What you have to do
Copy out the following data line for line, with no changes.

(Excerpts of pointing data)
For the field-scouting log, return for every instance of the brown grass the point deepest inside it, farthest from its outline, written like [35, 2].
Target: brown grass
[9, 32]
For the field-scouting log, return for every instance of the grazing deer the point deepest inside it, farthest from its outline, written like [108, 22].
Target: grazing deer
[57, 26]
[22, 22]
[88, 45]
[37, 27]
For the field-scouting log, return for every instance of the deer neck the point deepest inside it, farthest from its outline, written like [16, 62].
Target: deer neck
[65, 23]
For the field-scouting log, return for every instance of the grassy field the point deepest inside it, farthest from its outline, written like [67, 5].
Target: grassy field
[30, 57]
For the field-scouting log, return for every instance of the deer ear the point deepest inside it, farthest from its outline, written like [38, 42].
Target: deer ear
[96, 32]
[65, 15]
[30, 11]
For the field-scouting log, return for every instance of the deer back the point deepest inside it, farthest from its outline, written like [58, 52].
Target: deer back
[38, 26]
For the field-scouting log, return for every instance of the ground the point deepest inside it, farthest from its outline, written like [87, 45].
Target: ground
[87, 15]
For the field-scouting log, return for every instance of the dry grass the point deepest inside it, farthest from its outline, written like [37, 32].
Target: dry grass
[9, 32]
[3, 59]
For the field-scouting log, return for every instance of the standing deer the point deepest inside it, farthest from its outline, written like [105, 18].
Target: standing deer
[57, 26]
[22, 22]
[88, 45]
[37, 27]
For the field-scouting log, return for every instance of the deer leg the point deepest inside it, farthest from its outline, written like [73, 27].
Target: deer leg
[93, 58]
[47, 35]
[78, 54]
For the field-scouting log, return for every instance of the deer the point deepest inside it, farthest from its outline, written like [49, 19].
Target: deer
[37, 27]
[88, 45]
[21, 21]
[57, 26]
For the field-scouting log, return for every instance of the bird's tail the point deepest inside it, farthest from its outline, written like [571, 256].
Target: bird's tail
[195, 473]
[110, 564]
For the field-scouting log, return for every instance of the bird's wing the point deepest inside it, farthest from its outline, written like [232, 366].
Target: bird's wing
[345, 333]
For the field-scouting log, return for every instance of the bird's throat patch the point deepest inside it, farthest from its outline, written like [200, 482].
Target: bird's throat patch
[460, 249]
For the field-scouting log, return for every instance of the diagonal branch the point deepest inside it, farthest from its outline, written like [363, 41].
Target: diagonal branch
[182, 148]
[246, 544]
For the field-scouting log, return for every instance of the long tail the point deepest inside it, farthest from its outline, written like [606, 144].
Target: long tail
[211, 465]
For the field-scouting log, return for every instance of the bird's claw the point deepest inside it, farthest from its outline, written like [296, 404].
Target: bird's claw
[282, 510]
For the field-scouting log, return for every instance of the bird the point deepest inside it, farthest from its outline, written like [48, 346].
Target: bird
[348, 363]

Exercise result
For the field-scouting log, return for every instance of the brown grass the point deepest inside it, farthest from its outline, written like [35, 2].
Target: brown grass
[9, 32]
For the field-scouting log, return for every instance of the grazing deer the point deepest inside it, farthest from its outline, written like [108, 22].
Target: grazing deer
[57, 26]
[22, 22]
[88, 45]
[37, 27]
For the field-scouting log, return for every instance of the deer neck the point deepest inside it, farthest from its outline, written like [16, 62].
Target: deer neck
[65, 23]
For the field-scouting log, return for every instance of the grassy field the point deepest inside it, farthest from its outline, written like [67, 5].
Target: grassy field
[30, 57]
For the field-scouting log, return for every instance of the deer ear the point deepest inside it, farthest from its outline, written like [38, 42].
Target: deer ear
[96, 32]
[65, 15]
[30, 11]
For the field-scouting log, return for every instance of the deer back the point deepest inside it, farthest from its outline, written like [58, 52].
Target: deer back
[38, 26]
For the field-scouting log, return for every instance of the ground the point deepest inside it, farthest from its outline, written like [87, 45].
Target: ground
[87, 15]
For the field-scouting log, return for every instance of the dry grass the point deepest inside it, farthest from its outline, written like [37, 32].
Target: dry grass
[9, 32]
[3, 59]
For the field-scouting log, return for every instance of the standing deer the point deepest inside it, farthest from its outline, written like [105, 18].
Target: standing deer
[57, 26]
[22, 22]
[88, 45]
[37, 27]
For the field-scouting log, return for every instance of the deer leg the point deepest inside it, farthest from its outline, written like [73, 27].
Target: deer leg
[93, 58]
[47, 35]
[78, 54]
For the field-scouting log, return for every instance of the deer the point deepest inside it, farthest from its outline, written like [49, 19].
Target: deer
[37, 27]
[88, 45]
[21, 21]
[57, 26]
For the field-scouting log, return for every instance of the bird's tail the point deepest inside it, farthest from its outline, written like [571, 256].
Target: bird's tail
[195, 473]
[110, 564]
For the field-scouting log, return for every instance of the bird's wing the point deepest inside it, farthest from its outline, written like [232, 366].
Target: bird's wing
[345, 333]
For the field-scouting log, return for every instance of the bird's throat patch the point deepest inside it, farthest from its outline, written like [200, 482].
Target: bird's throat patch
[460, 249]
For the field-scouting log, return for every instance of the diagonal branch the point deepest inside it, farthest from its outline, written like [363, 41].
Target: diagonal branch
[182, 148]
[246, 544]
For the field-scouting log, return for every instance of the long tail the point deepest inside it, farthest from its outline, written like [606, 144].
Target: long tail
[211, 465]
For the field-scouting log, return for every instance of the bird's claw the point deepest inside it, farthest from its outline, written like [296, 404].
Target: bird's claw
[282, 510]
For the field-scouting log, return for every instance of the bird the point deepest inside it, farthest from its outline, written like [48, 346].
Target: bird
[348, 363]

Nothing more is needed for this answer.